> _Objective_:
Rewrite the listing below with every occurrence of "bounding box" changed to "enclosing rectangle" and all other text kept the same. Omit the pictures from your version.

> _Material shown_:
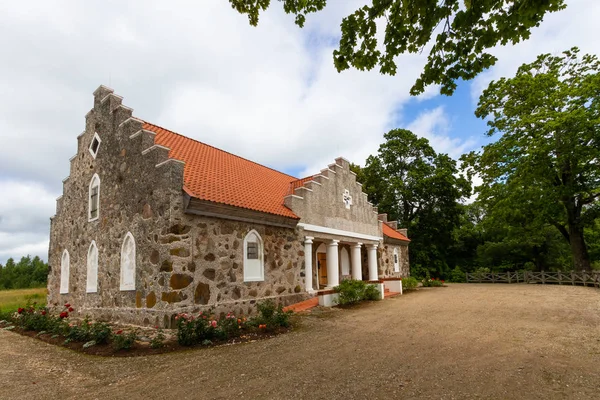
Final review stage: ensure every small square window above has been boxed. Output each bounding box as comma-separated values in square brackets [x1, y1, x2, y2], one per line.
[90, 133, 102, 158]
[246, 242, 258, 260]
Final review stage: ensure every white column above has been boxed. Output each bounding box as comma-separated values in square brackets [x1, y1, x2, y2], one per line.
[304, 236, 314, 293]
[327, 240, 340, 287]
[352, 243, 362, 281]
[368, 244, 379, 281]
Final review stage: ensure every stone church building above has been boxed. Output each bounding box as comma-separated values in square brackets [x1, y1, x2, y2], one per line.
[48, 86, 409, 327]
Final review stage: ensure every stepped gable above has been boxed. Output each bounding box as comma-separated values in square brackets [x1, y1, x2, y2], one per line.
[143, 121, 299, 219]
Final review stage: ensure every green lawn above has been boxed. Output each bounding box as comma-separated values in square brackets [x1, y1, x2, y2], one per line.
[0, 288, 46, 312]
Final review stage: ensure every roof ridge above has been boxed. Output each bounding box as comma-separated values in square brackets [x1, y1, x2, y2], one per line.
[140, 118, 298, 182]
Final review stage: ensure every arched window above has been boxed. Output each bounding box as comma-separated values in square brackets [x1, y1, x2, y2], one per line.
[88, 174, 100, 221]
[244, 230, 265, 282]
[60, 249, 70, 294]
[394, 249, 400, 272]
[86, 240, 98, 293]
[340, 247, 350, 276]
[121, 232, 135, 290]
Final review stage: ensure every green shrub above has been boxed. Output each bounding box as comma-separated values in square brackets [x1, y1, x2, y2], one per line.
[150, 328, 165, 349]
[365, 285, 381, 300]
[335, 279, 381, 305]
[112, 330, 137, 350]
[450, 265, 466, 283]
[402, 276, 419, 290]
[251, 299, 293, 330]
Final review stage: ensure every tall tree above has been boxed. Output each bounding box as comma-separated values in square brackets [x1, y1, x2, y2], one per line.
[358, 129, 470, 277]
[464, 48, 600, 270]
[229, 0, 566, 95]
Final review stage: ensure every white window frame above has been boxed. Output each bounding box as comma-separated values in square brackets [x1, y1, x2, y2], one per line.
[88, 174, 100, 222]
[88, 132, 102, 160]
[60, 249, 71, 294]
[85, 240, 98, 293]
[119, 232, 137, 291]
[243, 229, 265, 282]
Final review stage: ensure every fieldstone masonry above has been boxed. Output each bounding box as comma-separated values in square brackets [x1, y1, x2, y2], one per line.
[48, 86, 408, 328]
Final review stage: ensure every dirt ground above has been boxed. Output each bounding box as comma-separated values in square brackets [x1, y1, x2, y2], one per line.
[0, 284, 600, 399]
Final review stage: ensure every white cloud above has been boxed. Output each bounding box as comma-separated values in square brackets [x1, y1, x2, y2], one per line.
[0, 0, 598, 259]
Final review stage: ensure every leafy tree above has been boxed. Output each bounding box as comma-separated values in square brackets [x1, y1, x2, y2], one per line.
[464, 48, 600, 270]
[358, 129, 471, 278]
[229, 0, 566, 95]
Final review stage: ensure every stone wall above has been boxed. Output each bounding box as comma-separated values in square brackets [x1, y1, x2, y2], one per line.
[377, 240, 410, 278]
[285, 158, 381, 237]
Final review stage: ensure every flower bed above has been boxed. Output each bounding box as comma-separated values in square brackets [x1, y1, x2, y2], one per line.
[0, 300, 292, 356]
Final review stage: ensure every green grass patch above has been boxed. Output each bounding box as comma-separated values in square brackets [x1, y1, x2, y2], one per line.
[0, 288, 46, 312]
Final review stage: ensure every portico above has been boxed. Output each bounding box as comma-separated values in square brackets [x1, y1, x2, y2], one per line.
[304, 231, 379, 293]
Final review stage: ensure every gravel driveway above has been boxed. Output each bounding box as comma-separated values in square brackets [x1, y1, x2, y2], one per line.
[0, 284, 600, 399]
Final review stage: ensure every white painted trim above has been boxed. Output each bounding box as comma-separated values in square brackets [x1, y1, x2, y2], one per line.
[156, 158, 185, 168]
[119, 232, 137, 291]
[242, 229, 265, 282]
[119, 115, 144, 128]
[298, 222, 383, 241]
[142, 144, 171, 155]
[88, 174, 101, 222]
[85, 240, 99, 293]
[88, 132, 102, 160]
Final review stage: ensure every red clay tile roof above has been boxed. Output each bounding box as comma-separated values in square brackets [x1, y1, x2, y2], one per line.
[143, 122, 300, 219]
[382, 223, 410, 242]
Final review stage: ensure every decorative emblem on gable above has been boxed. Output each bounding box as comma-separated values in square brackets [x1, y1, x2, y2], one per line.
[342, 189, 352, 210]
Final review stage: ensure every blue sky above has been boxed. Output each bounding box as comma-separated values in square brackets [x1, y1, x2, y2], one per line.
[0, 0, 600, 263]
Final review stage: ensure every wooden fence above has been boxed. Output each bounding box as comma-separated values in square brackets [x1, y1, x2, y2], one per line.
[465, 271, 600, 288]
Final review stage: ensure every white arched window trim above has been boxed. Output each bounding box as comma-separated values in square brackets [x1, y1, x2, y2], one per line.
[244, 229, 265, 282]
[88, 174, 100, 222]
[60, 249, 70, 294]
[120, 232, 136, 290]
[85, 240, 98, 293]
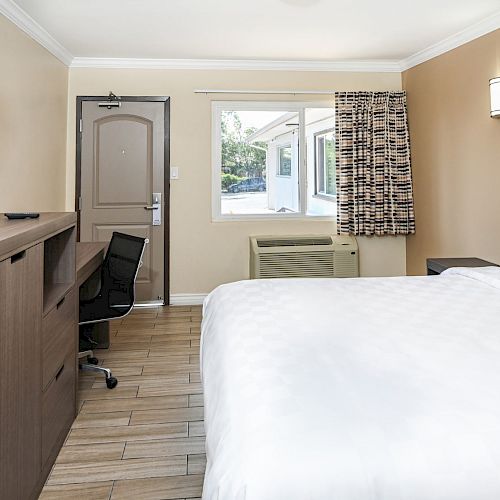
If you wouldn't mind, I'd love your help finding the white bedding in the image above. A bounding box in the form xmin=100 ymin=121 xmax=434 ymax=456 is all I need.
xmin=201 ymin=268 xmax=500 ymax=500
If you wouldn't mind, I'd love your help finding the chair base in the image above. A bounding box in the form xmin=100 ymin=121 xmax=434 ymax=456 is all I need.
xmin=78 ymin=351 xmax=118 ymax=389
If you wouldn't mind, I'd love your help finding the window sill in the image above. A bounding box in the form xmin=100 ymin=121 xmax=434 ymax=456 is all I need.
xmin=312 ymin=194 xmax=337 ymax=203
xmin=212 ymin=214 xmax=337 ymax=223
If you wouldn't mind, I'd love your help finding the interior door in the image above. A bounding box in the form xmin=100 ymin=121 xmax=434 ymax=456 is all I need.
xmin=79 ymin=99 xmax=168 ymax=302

> _Complete response_:
Final review stage: ensure every small square window above has been boxed. Output each enclosing rectangle as comma-separated values in square brackets [x1, y1, x2, y2], one per line.
[90, 133, 102, 158]
[246, 242, 258, 260]
Final review stage: ensure every white column above has been boxed. Output each enclosing rectangle as comma-separated values in square brackets [x1, y1, x2, y2], one per line.
[304, 236, 314, 293]
[327, 240, 340, 287]
[352, 243, 362, 281]
[368, 244, 379, 281]
Final review stage: ensure every stone church building above has been boxed. Output each enclosing rectangle as comma-separated values in square brackets [x1, y1, x2, y2], one per line.
[48, 86, 409, 327]
Final review stage: ensure every stepped gable above has been boxed. Output each enclosing rectangle as comma-separated values in square brackets [x1, y1, x2, y2], one per line.
[143, 121, 299, 219]
Final review stage: ensure every green lawn above has been boxed. Output each enclosing rectangle as comma-separated values in square brackets [x1, y1, x2, y2], one per line.
[0, 288, 46, 312]
Final review stage: ensure every roof ridge above has been boxed. Output each enclosing rectangle as comma-separated values in square brackets [x1, y1, x2, y2], one per line.
[140, 118, 298, 182]
Final review stage: ensure every arched window above has been boxed. Output each enclosing rectangle as comma-separated values in square brackets [x1, y1, x2, y2], one per line.
[88, 174, 100, 221]
[244, 230, 265, 282]
[60, 249, 70, 294]
[394, 249, 400, 272]
[86, 240, 98, 293]
[340, 247, 350, 276]
[121, 232, 135, 290]
Final review stage: ensure every green shrub above has been boxed. Output each enclosing rectangle as comma-separated values in square brackets [x1, y1, x2, y2], one per line.
[150, 328, 165, 349]
[365, 285, 381, 300]
[335, 279, 381, 305]
[112, 330, 137, 350]
[450, 265, 466, 283]
[402, 276, 419, 290]
[251, 299, 293, 330]
Final review stage: ensure every tall tree above has been boxed. Output each enclosing rectangle as comma-separated values in square brackets [x1, y1, x2, y2], one per line.
[358, 129, 470, 277]
[464, 48, 600, 270]
[229, 0, 566, 95]
Final review stage: ensure every white window frame above has been boxed. Output each enclosing rectangle as comma-separated values in square brackets [x1, y1, x2, y2], one per line.
[88, 174, 100, 222]
[88, 132, 102, 160]
[60, 249, 71, 294]
[85, 240, 98, 293]
[119, 232, 137, 291]
[243, 229, 265, 282]
Final review stage: ensure every fieldstone masonry above has been boxed. Output each enclosing rectangle as comma-separated values in square brackets [x1, y1, x2, y2], one per line.
[48, 86, 408, 328]
Final review stage: ensure every dirt ground above has been boxed. Output each enclosing rectangle as comma-separated values in square brackets [x1, y1, x2, y2], one per line.
[0, 284, 600, 399]
Final review stage: ensure every white cloud above has been boxed. Output each enclosing rectangle as comma-separated values in square brackets [x1, y1, x2, y2], one per line.
[0, 0, 598, 259]
Final review stage: ensure every leafy tree above has been boxed. Output each enclosing rectangle as comma-separated values in square brackets [x1, y1, x2, y2], one per line.
[464, 48, 600, 270]
[358, 129, 471, 278]
[229, 0, 566, 95]
Final review stage: ensure every stone wall above has been boxed. Output each enclosing rectangle as comma-separated values in square brackets [x1, y1, x2, y2], one per line.
[377, 240, 410, 278]
[285, 158, 381, 237]
Final review stage: ensure every flower bed above has been boxed. Output each enclosing rectangle as comma-separated values in square brackets [x1, y1, x2, y2], one per line.
[0, 300, 292, 356]
Final review stage: ensure every green grass patch above has been boxed. Output each enclosing rectangle as comma-separated values in square brackets [x1, y1, x2, y2], one per line.
[0, 288, 46, 312]
Final review stage: ensure every portico above has been boxed. Output each enclosing rectangle as comma-separated values in square brackets [x1, y1, x2, y2], one per line.
[304, 231, 379, 293]
Final review stage: ensure every gravel driveway above has been boxed. Output each enclosing rectangle as comma-separated values in square brackets [x1, y1, x2, y2], one per line.
[0, 284, 600, 399]
Final review stage: ensure every white painted trim above has been boxed. Output each enclosing rectangle as comma-separated values in square brackets [x1, y1, x2, y2], one per line.
[156, 158, 185, 168]
[119, 232, 137, 291]
[242, 229, 265, 282]
[119, 115, 144, 128]
[298, 222, 383, 241]
[142, 144, 171, 155]
[88, 174, 101, 222]
[85, 240, 99, 293]
[88, 132, 102, 160]
Final review stage: ensure every red clay tile roof above has been boxed. Output each enclosing rectangle as comma-separated values in square brackets [x1, y1, x2, y2], one per line.
[143, 122, 300, 219]
[382, 223, 410, 242]
Final review stage: ensure every decorative emblem on gable above has been boxed. Output each enclosing rectangle as comma-separated values in square brackets [x1, y1, x2, y2], one per line.
[342, 189, 352, 210]
Final review stage: ensure every blue sky above has been boxed. Output each enclosing rectangle as comma-separated values in square brackets [x1, y1, x2, y2], one per line.
[0, 0, 600, 263]
Final review stage: ensure every wooden fence above has been boxed. Output each enclosing rectangle as comma-separated values in square brackets [x1, y1, x2, y2], one per line.
[465, 271, 600, 288]
Final review stage: ensure every white arched window trim above has been boxed. Output each enclosing rectangle as comma-separated values in square brackets [x1, y1, x2, y2], one per line.
[244, 229, 265, 282]
[88, 174, 100, 222]
[60, 249, 70, 294]
[120, 232, 136, 290]
[85, 240, 98, 293]
If you wouldn't mind, I'd love your help finding the white bedding in the image above. A enclosing rectangle in the form xmin=100 ymin=121 xmax=434 ymax=456 is all I need.
xmin=201 ymin=268 xmax=500 ymax=500
If you wouldn't mind, I'd love your help finding the chair base in the image above. A enclosing rectangle in the form xmin=100 ymin=121 xmax=434 ymax=456 is all I need.
xmin=78 ymin=351 xmax=118 ymax=389
If you wouldn't mind, I'd love your help finding the window sill in the image above. A enclosing rectangle in the form xmin=100 ymin=121 xmax=434 ymax=456 is all I need.
xmin=312 ymin=194 xmax=337 ymax=203
xmin=212 ymin=214 xmax=337 ymax=223
If you wouldn't mind, I'd love your help finding the interior door in the image above. A enclosing rectangle in the form xmin=100 ymin=121 xmax=434 ymax=456 is all I need.
xmin=79 ymin=99 xmax=168 ymax=302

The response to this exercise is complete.